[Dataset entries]
=-=-=-=-=

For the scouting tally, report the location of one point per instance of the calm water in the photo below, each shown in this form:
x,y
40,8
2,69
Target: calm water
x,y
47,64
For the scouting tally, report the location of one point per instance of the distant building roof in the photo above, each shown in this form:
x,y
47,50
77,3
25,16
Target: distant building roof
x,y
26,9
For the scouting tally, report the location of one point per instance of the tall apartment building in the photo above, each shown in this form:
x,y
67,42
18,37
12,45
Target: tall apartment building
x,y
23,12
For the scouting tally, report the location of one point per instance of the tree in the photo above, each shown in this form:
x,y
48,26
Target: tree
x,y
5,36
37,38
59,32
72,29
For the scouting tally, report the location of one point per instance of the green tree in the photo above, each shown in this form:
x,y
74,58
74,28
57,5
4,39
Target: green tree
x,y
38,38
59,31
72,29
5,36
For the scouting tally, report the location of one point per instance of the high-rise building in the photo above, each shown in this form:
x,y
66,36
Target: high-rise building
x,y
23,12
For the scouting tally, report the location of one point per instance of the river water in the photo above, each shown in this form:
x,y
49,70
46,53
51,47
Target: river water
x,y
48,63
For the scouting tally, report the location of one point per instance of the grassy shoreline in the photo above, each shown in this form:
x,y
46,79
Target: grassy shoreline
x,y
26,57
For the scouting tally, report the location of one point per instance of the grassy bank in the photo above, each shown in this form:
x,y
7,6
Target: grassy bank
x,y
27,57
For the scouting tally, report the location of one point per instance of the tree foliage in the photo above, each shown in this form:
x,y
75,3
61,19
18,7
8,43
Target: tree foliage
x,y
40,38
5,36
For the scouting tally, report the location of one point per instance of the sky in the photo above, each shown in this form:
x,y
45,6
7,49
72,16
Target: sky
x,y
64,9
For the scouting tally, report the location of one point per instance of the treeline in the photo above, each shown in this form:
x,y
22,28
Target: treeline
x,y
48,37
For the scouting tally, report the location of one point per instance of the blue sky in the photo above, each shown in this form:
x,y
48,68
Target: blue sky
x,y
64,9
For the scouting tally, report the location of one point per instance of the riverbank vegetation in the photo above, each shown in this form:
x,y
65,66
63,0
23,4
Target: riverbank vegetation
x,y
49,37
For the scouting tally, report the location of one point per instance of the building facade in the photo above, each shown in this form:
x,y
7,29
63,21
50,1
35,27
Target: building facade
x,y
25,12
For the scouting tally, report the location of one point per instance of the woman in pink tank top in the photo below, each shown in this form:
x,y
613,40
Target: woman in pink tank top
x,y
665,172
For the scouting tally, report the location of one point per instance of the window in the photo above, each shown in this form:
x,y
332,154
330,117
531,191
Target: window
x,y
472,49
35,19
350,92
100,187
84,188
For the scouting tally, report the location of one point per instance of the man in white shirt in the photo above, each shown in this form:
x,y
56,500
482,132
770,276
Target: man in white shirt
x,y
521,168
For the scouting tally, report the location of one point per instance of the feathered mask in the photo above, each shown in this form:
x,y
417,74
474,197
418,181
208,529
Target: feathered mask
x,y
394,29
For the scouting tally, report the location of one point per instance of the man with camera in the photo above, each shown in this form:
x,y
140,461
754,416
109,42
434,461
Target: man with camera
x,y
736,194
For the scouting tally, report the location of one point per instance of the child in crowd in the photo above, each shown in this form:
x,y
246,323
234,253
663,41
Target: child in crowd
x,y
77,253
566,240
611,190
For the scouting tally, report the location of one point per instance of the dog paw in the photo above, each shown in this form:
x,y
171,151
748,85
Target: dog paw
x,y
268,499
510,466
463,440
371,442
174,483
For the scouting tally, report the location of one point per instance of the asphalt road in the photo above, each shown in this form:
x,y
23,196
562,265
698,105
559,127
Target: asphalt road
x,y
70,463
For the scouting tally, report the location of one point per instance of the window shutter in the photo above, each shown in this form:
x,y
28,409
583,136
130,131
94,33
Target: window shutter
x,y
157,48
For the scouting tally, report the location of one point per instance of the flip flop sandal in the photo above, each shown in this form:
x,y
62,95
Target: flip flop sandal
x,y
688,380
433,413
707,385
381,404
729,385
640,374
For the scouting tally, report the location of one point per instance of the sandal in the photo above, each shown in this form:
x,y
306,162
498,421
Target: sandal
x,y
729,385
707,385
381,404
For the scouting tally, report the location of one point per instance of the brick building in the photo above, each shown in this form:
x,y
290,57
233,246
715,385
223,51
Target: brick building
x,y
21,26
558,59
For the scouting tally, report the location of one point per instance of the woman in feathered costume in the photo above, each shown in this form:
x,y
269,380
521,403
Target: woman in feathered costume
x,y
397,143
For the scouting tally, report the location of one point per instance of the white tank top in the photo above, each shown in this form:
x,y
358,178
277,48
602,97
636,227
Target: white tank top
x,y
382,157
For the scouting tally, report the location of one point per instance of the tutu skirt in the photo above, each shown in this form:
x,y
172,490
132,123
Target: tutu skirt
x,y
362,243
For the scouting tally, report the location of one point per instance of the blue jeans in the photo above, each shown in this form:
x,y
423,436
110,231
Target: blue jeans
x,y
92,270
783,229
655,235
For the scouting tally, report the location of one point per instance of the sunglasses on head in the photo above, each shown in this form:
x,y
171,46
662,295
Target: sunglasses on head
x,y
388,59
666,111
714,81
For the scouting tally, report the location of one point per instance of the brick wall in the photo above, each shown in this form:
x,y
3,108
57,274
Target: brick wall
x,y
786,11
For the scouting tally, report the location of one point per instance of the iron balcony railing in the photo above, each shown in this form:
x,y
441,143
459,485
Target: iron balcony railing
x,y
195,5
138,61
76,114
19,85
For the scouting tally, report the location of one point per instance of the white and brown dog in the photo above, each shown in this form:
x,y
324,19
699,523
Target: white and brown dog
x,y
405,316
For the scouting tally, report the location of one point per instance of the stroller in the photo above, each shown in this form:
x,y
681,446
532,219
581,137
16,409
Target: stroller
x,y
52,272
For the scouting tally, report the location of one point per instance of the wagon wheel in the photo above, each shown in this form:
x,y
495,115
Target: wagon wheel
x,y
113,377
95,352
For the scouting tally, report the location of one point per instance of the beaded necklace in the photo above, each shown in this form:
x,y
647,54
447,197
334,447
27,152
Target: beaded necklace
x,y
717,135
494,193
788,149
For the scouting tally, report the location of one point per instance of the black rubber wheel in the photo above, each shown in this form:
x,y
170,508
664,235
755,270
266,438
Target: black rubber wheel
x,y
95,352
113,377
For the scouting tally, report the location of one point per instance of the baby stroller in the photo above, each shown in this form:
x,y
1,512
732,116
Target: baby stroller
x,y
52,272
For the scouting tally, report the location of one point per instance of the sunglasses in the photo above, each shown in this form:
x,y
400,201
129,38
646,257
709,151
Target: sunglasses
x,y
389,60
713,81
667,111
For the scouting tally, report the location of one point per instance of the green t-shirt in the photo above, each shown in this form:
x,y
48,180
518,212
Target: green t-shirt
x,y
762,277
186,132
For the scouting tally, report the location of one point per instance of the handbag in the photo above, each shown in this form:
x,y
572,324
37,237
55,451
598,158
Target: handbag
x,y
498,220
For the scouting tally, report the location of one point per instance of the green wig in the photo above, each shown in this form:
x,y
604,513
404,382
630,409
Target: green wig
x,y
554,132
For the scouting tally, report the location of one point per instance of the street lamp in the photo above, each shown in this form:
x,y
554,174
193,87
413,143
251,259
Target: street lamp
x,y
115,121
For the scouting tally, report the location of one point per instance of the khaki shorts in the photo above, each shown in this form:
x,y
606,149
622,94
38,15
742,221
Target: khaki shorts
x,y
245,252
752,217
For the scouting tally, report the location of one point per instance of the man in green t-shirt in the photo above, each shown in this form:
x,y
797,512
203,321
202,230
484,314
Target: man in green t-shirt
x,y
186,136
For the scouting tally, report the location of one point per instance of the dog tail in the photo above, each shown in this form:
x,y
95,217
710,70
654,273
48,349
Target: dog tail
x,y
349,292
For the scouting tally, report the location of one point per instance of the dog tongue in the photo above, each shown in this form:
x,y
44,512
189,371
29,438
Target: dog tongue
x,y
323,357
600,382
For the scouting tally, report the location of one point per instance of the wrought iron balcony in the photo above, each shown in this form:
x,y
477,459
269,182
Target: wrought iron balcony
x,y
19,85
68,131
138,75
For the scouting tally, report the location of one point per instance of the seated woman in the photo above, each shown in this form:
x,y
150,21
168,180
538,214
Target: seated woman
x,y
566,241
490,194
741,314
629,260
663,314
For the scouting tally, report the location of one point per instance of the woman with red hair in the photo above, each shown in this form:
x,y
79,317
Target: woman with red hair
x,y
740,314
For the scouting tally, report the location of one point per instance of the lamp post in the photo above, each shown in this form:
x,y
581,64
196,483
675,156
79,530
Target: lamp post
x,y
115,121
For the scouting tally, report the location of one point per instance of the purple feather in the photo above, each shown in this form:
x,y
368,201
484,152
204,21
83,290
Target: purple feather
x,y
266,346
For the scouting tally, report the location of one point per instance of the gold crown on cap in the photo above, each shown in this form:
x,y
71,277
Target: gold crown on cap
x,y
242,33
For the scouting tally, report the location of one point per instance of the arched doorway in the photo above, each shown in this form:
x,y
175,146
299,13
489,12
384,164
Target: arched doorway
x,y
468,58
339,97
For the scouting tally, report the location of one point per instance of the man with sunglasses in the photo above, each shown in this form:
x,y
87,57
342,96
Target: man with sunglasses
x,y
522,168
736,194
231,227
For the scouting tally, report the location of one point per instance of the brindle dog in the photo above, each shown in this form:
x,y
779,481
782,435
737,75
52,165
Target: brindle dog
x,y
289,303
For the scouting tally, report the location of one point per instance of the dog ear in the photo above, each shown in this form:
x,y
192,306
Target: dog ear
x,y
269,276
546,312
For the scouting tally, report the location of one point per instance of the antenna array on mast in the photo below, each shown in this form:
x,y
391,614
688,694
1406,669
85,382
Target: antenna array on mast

=-=-=-=-=

Required action: Using the entries above, copy out all lines that contain the string "below".

Answer to the exercise:
For the scouting tally, report the location of one point per instance of the calm water in the photo below, each shown in this form:
For the scouting tally, report the location of one point per instance of the woman in pink tank top in the photo below, each shown in this form:
For the scouting tally, report the location of one point per instance of the antenna array on mast in the photo below, each shown in this form:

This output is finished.